— BEGIN DOCUMENT EXCERPT —

# Kernel/image of a linear transformation

My question is regarding how to find the image point of the following linear transformation when the given point is in $\mathbb{R}^3$ and the transformation matrix is $3 \times 4$? I'm not sure if it makes sense to find the image. Thanks.

Consider the matrix $\textbf{A} = \begin{pmatrix} 2 & -1 & 5& 8\\ 2 & 4 & 0 & 5\\ 1 & 3 & -1 & 4 \end{pmatrix}$.

Let $\overline{x}$ denote the column vector $(x_1,x_2,x_3,x_4)^t$. What's the kernel of the linear transformation given by $T(\overline{x}) = \textbf{A} \overline{x}$? What's the image point of $T(3\mathbf{e}_1-2\mathbf{e}_2-\mathbf{e}_3)$?

I've done the kernel bit.

$T(\overline{x} ) = \overline{0} \implies \text{Reff}(\mathbf{A}) \cdot \overline{x} = \begin{pmatrix} 1 & 0 & 2 & 0\\ 0 & 1 & -1 & 0\\ 0 & 0 & 0 & 1 \end{pmatrix} \begin{pmatrix}x_1 \\ x_2 \\ x_3 \\ x_4 \end{pmatrix} = \overline{0} \implies$ $x_1+2x_3 = 0 ,~ x_2-x_3 = 0, ~ x_4 = 0$ so the solution is $x_3(-2,1,1,0)$, which is a line in through the origin in $\mathbb{R}^4$, right?

• Do you mean T(3e1−2e2−e3)? – user9750060 Jul 23 '18 at 14:21
• @user9750060 Yes, thanks. – Ryan Jul 23 '18 at 14:27
• Might be a silly question, but what is the exponent t? Are you denoting the transpose? – user9750060 Jul 23 '18 at 14:37
• @user9750060 Transpose. I think they are saving space to write the column vector as a transpose of a row vector. – Ryan Jul 23 '18 at 14:42

$T$ is a linear map from $\mathbf{R}^4 \to \mathbf{R}^3$ with transformation matrix $\mathbf{A}$.

— END DOCUMENT EXCERPT —
— BEGIN DATASET CONTENT —

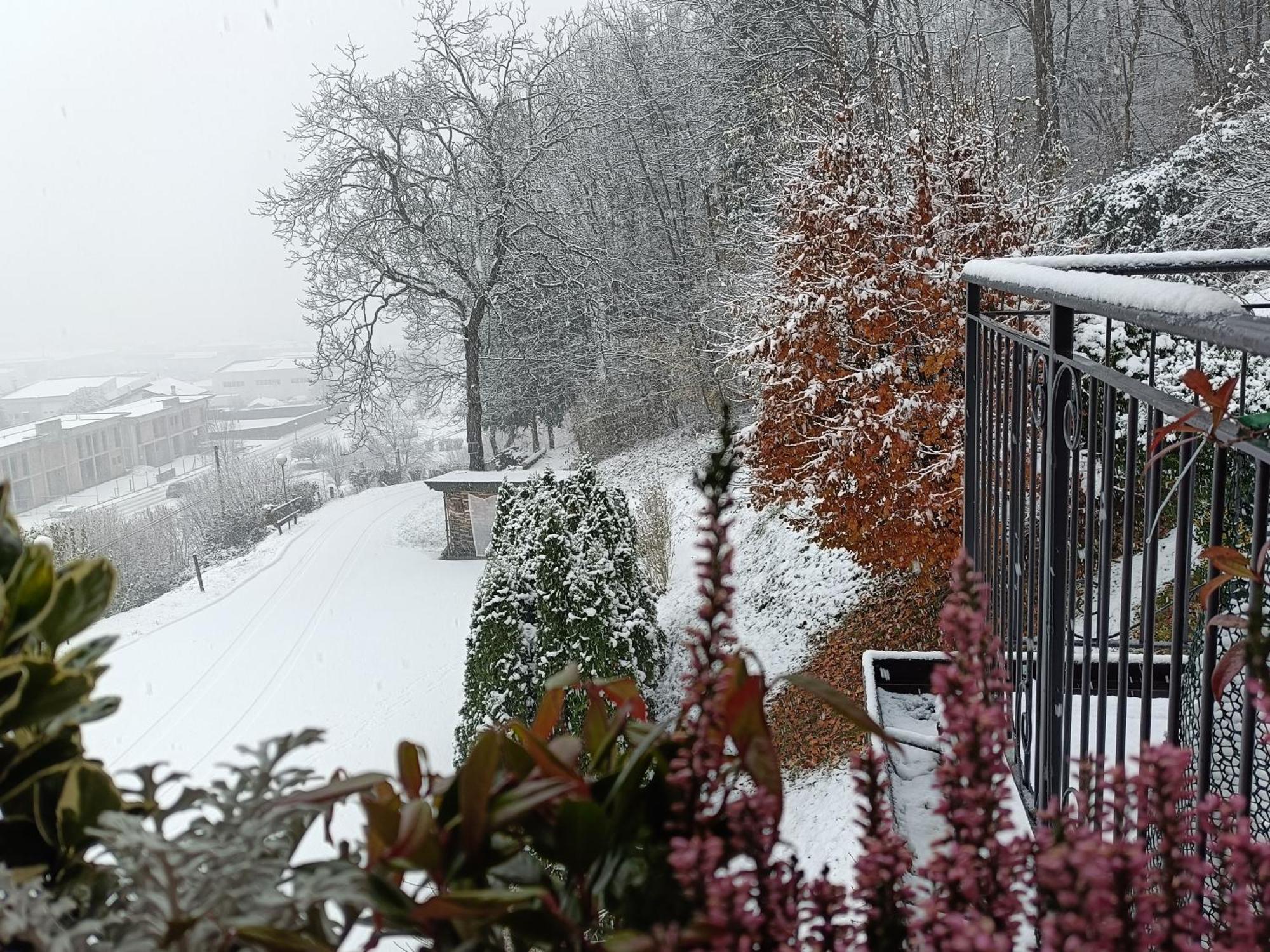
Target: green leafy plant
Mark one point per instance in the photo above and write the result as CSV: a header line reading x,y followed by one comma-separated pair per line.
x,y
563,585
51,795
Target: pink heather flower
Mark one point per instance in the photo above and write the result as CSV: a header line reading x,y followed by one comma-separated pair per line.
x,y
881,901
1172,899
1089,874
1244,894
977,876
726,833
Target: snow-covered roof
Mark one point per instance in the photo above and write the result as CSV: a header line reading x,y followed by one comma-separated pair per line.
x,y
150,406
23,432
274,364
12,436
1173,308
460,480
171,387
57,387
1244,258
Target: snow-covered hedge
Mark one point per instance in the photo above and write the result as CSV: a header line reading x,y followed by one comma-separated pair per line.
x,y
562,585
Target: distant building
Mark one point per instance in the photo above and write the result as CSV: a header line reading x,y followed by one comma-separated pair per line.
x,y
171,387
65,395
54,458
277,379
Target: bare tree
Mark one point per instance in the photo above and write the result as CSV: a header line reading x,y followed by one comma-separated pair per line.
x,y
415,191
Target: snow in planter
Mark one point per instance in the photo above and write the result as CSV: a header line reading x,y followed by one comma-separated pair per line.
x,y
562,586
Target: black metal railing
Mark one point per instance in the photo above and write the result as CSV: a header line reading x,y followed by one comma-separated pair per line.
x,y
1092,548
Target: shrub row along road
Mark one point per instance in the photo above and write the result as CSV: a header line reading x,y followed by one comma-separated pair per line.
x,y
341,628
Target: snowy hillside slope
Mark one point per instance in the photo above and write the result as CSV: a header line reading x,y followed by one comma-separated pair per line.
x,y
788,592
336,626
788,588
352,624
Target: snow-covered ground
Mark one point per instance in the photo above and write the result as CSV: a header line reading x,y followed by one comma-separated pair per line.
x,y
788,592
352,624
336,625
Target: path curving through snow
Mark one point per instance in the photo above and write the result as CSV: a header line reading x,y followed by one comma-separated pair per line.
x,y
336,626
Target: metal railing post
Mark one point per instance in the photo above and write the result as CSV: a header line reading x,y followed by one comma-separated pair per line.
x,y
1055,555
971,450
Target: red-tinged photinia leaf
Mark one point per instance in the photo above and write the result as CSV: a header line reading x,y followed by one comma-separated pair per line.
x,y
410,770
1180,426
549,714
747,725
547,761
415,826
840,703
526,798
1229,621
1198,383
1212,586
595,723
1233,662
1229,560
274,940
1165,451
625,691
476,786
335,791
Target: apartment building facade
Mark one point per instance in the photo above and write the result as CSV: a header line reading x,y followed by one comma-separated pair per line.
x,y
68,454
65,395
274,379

— END DATASET CONTENT —

◆ WHAT TO WORK ON
1) From the kernel-and-image thread, return the passage between "My question is" and "the image. Thanks.", inclusive.
2) In the kernel-and-image thread, what does the superscript t in the column vector $(x_1,x_2,x_3,x_4)^t$ denote?
3) Continue the kernel-and-image thread after its last sentence.

◆ FINAL ANSWERS
1)
My question is regarding how to find the image point of the following linear transformation when the given point is in $\mathbb{R}^3$ and the transformation matrix is $3 \times 4$? I'm not sure if it makes sense to find the image. Thanks.

2) It denotes the transpose: the column vector is written as the transpose of a row vector to save space.

3)
Your kernel is correct. Multiplying your matrix $\textbf{A}$ with the vector $v:=(-2,1,1,0)^t$ gives $\vec 0$, so you easily see that your vector actually lies in the kernel. Linear algebra tells you, that the kernel of a linear map is a subspace of the domain-vector space. So from the above calculation, you immediately see that the line spanned by $v$ lies inside the kernel. Possibly, it could be a plane a higher dimensional subspace. But since the matrix $\mathbf A$ and, equivalently, $\text{Reff}(\mathbf A)$ have $\text{rank}=3$, the kernel is $1$-dimensional (see rank-nullity). So it is exactly your line.

You get the image of $3\mathrm e_1 - 2 \mathrm e_2 - \mathrm 3_3$ by (left-)multiplication with $\textbf A$ ($3\mathrm e_1-2\mathrm e_2-\mathrm e_3$ lies in $\mathbf{R}^4$, the image point lies in $\mathbf{R}^3$). I guess you know how to multiply a matrix and a vector?

Abstractly, you can use that your transformation is linear to break up the term $T(3\mathrm e_1-2\mathrm e_2-\mathrm e_3)$. Then you only need to know what $\textbf{A}$ does with the standard-base-vectors. And $T$ maps the vector $\mathrm e_1=(1,0,0,0)^t$ to $(2,2,1)^t$, the first column of $\textbf A$.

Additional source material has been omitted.